### [Ausgangstext]
"""

Dass gläubige Menschen helfen, wird in der biblischen Tradition nahezu selbst-verständlich erwartet.

Liebe Gott und deinen Nächsten wie dich selbst (Mk 12,28-34).

Das ist das höchste Gebot, so lehrt uns Jesus.

Jedoch, Liebe als Gesinnung scheint nicht zu reichen. Der Liebe soll auch Ausdruck gegeben werden in Taten. Das zeigen uns so eindrückliche Geschichten, wie die vom barmherzigen Samariter (Lk 10,25-37). Helfer zu sein, liegt quasi in der Natur des (guten) Menschen.

Der biblische Katalog hilfreicher Taten reicht vom Krankenbesuch über die Gastfreundschaft bis hin zum Freikauf von Gefangenen. Dabei ist von Anfang an Hilfe immer auch ein Gemeinschaftswerk. Gläubige tun sich zusammen, um effektiver helfen zu können. In Ethik und Frömmigkeit des Christentums wurde dies über die Jahrhunderte immer weiter professionalisiert. Klöster hatten bis ins Mittelalter die Armen- und Krankenhilfe fest im Griff.

Hilfe und Dienst haben außerdem einen rituellen und einen spirituellen Aspekt. Die Reformatoren verstanden Helfen als Ausfluss der Liebe, die im Glauben gründet und prinzipiell keine Einschränkungen kennt. Ihre Armenordnungen enthalten in Ansätzen bereits die Dimensionen des modernen Sozialstaates. Zunehmend wird die Politik in die Pflicht genommen. Hilfe soll Teilhabe ermöglichen. Hilfe zur Ausbildung, zur Arbeit, zum Lebensunterhalt oder zur Erziehung: Bei Martin Luther finden sich diese Themen adressiert an Fürsten und Herrscher. Heute haben wir auf all dies einen Rechtsanspruch: Bafög, Arbeitslosengeld und Elternzeit.

"""

### [Vorliegende Einträge]
"""

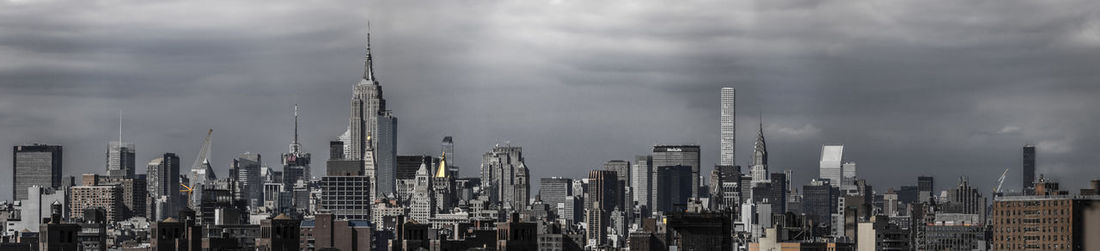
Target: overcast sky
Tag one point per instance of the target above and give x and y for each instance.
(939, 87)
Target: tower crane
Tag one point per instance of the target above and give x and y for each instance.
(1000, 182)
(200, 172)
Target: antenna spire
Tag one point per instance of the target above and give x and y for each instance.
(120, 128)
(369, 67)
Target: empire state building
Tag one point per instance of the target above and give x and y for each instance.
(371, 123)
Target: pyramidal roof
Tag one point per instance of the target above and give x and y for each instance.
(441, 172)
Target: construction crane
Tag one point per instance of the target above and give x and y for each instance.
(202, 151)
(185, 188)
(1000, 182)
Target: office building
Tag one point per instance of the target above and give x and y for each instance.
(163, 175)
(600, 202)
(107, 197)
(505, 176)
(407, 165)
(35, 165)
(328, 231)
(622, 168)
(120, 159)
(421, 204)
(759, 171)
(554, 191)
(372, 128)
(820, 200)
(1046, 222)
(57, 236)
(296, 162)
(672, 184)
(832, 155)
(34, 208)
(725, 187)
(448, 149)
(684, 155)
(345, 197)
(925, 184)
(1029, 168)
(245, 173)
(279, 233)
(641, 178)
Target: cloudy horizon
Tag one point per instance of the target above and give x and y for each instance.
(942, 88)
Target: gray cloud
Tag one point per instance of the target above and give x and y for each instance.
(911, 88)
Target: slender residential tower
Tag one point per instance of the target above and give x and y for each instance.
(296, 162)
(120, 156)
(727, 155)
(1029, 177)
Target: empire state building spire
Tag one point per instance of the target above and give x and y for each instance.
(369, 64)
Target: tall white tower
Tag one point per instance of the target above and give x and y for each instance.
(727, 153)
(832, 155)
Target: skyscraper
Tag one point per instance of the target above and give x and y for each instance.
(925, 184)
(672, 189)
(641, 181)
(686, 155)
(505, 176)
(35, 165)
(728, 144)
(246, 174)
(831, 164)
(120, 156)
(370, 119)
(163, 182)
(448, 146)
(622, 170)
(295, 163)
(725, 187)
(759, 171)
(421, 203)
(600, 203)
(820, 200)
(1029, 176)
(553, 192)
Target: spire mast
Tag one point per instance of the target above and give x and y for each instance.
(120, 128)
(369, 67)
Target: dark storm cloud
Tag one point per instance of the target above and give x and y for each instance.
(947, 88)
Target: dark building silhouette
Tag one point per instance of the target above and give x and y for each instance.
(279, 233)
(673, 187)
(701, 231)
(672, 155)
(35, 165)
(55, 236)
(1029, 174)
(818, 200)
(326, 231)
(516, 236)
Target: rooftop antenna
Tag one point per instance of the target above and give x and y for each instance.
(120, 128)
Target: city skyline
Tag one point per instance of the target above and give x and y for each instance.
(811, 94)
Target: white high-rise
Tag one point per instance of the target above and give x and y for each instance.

"""

### [Aufgabenstellung]
Setzen Sie bitte den Text über das Helfen in der christlichen Tradition nach seinem letzten Satz fort.

### [Lösung]
Hilfe anzunehmen auf der anderen Seite ist kein Zeichen von Schwäche, sondern trägt zu einer stabilen politischen und sozialen Gemeinschaft bei. Im Alten Testament sorgten die Richter für Rettung und die Könige für Stabilität, Hilfe in der Not. Sie waren Gottesmänner, gesalbt und erwählt für ihren Dienst. Mittler zwischen Gott und seinem Volk. Was sie taten und was von Ihnen erhofft wurde, hing fest mit den Hoffnungen des Glaubens zusammen. „Hosianna“ riefen die Menschen dem König entgegen. „Hosianna“,  Hebräisch:

נָּא  הוֹשִׁיעָה

Das ist eigentlich ein Hilferuf an Gott. Er bedeutet:

„Hilf doch!“

Heute rufen wir „Hosianna“ kraftvoll als Ausdruck des Lobpreises und der Anbetung. Die Bedeutung des uralten biblischen Rufes nach Hilfe hat sich in christlicher Tradition von einer Bitte um Hilfe und Erlösung zu einer freudigen Erklärung der Erlösung und Befreiung durch Jesus Christus entwickelt (Mt 21,8-11). Für Christenmenschen gilt, wenn wir „Hosianna“ rufen: Wir rufen und Gott hilft. Das ist gewiss. Amen.